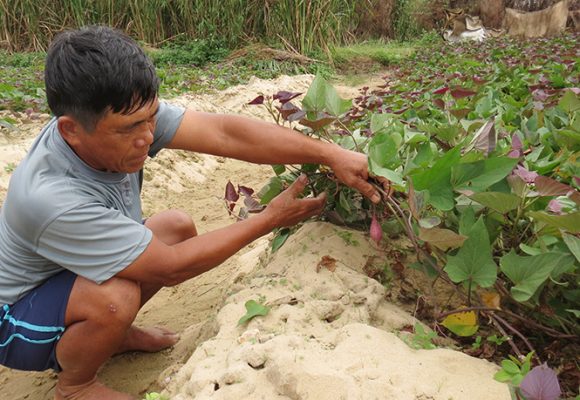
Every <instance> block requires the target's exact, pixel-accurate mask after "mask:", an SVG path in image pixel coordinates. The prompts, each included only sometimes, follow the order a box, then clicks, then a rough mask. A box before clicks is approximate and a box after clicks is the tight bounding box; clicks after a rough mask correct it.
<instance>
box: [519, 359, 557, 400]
mask: <svg viewBox="0 0 580 400" xmlns="http://www.w3.org/2000/svg"><path fill="white" fill-rule="evenodd" d="M520 389H521V391H522V393H523V395H524V396H526V398H527V399H528V400H556V399H558V398H559V397H560V394H562V391H561V390H560V384H559V383H558V377H557V376H556V373H555V372H554V370H552V369H551V368H549V367H548V366H547V365H546V364H545V363H544V364H542V365H538V366H537V367H534V368H533V369H532V370H531V371H530V372H529V373H528V374H527V375H526V376H525V378H524V380H523V381H522V383H521V384H520Z"/></svg>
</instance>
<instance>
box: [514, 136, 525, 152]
mask: <svg viewBox="0 0 580 400" xmlns="http://www.w3.org/2000/svg"><path fill="white" fill-rule="evenodd" d="M522 147H523V144H522V140H521V139H520V137H519V136H518V135H517V134H516V133H514V134H513V135H512V149H514V150H521V149H522Z"/></svg>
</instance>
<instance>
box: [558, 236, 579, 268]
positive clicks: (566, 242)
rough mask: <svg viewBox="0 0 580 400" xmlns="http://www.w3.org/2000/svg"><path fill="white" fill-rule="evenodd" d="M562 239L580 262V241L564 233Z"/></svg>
mask: <svg viewBox="0 0 580 400" xmlns="http://www.w3.org/2000/svg"><path fill="white" fill-rule="evenodd" d="M562 239H564V243H566V246H568V248H569V249H570V252H571V253H572V254H573V255H574V257H576V261H578V262H580V239H579V238H577V237H576V236H573V235H569V234H567V233H562Z"/></svg>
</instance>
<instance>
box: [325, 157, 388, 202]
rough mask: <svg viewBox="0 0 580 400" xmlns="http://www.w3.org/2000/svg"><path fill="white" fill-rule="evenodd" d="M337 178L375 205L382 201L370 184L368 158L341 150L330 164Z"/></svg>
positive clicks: (376, 190)
mask: <svg viewBox="0 0 580 400" xmlns="http://www.w3.org/2000/svg"><path fill="white" fill-rule="evenodd" d="M329 167H330V168H332V170H333V171H334V174H335V175H336V177H337V178H338V179H339V180H340V181H341V182H342V183H344V184H345V185H348V186H350V187H352V188H354V189H357V190H358V191H359V192H361V193H362V194H363V195H364V196H366V197H368V198H369V199H370V200H371V201H372V202H373V203H375V204H376V203H378V202H379V201H381V196H380V194H379V192H378V191H377V190H376V189H375V188H374V187H373V186H372V185H371V184H370V183H369V182H368V179H369V172H368V168H369V165H368V160H367V156H366V155H364V154H362V153H357V152H355V151H349V150H345V149H343V148H340V149H338V150H337V151H336V154H335V155H334V158H333V159H332V161H331V162H330V163H329Z"/></svg>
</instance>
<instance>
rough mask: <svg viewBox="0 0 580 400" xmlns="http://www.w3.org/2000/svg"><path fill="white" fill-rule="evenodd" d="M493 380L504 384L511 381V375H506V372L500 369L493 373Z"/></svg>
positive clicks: (511, 379) (511, 376) (508, 374)
mask: <svg viewBox="0 0 580 400" xmlns="http://www.w3.org/2000/svg"><path fill="white" fill-rule="evenodd" d="M493 379H495V380H496V381H498V382H503V383H505V382H509V381H511V380H512V375H511V374H509V373H507V372H506V371H504V370H503V369H502V370H499V371H497V372H496V373H495V375H494V376H493Z"/></svg>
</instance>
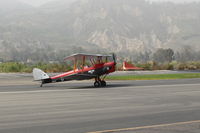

#### WORK TO COMPLETE:
Give every line above again exactly, omitting whatever pictures appear.

#### ANSWER SPACE:
Every <instance> block requires the target's exact, pixel-accurate mask after "mask:", an SVG path in image pixel coordinates. The prompts, each included only sometimes, follow the order a box, then clicks, then a rough mask. A box before clicks is approximate and a box after clicks is the tight bounding box; clicks after a rough mask correct it.
<instance>
box: [519, 359, 557, 400]
mask: <svg viewBox="0 0 580 400" xmlns="http://www.w3.org/2000/svg"><path fill="white" fill-rule="evenodd" d="M520 389H521V391H522V393H523V395H524V396H526V398H527V399H528V400H556V399H558V398H559V397H560V394H562V391H561V390H560V384H559V383H558V377H557V376H556V373H555V372H554V370H552V369H551V368H549V367H548V366H547V365H546V364H545V363H544V364H542V365H538V366H537V367H534V368H533V369H532V370H531V371H530V372H529V373H528V374H527V375H526V376H525V378H524V380H523V381H522V383H521V384H520Z"/></svg>
</instance>
<instance>
box: [514, 136, 525, 152]
mask: <svg viewBox="0 0 580 400" xmlns="http://www.w3.org/2000/svg"><path fill="white" fill-rule="evenodd" d="M522 147H523V144H522V140H521V139H520V137H519V136H518V135H517V134H516V133H514V134H513V135H512V149H514V150H521V149H522Z"/></svg>
</instance>
<instance>
box: [558, 236, 579, 268]
positive clicks: (566, 242)
rough mask: <svg viewBox="0 0 580 400" xmlns="http://www.w3.org/2000/svg"><path fill="white" fill-rule="evenodd" d="M562 239L580 262V241L564 233Z"/></svg>
mask: <svg viewBox="0 0 580 400" xmlns="http://www.w3.org/2000/svg"><path fill="white" fill-rule="evenodd" d="M562 239H564V243H566V246H568V248H569V249H570V252H571V253H572V254H573V255H574V257H576V261H578V262H580V239H579V238H577V237H576V236H573V235H569V234H567V233H562Z"/></svg>
</instance>
<instance>
box: [325, 157, 388, 202]
rough mask: <svg viewBox="0 0 580 400" xmlns="http://www.w3.org/2000/svg"><path fill="white" fill-rule="evenodd" d="M337 178L375 205L382 201L370 184L368 158L341 150L330 164Z"/></svg>
positive clicks: (376, 190)
mask: <svg viewBox="0 0 580 400" xmlns="http://www.w3.org/2000/svg"><path fill="white" fill-rule="evenodd" d="M329 167H330V168H332V170H333V171H334V174H335V175H336V177H337V178H338V179H339V180H340V181H341V182H342V183H344V184H345V185H348V186H350V187H352V188H354V189H357V190H358V191H359V192H361V193H362V194H363V195H364V196H366V197H368V198H369V199H370V200H371V201H372V202H373V203H375V204H376V203H378V202H379V201H381V196H380V194H379V192H378V191H377V190H376V189H375V188H374V187H373V186H372V185H371V184H370V183H369V182H368V179H369V172H368V168H369V165H368V160H367V156H366V155H364V154H362V153H357V152H355V151H349V150H345V149H343V148H340V149H338V150H337V151H336V154H335V155H334V158H333V159H332V161H331V162H330V163H329Z"/></svg>
</instance>
<instance>
rough mask: <svg viewBox="0 0 580 400" xmlns="http://www.w3.org/2000/svg"><path fill="white" fill-rule="evenodd" d="M493 380L504 384L511 381V375H506V372L500 369L493 373Z"/></svg>
positive clicks: (511, 379) (511, 376) (508, 374)
mask: <svg viewBox="0 0 580 400" xmlns="http://www.w3.org/2000/svg"><path fill="white" fill-rule="evenodd" d="M493 379H495V380H496V381H498V382H503V383H505V382H509V381H511V380H512V375H511V374H509V373H507V372H506V371H504V370H503V369H502V370H499V371H497V372H496V373H495V375H494V376H493Z"/></svg>
</instance>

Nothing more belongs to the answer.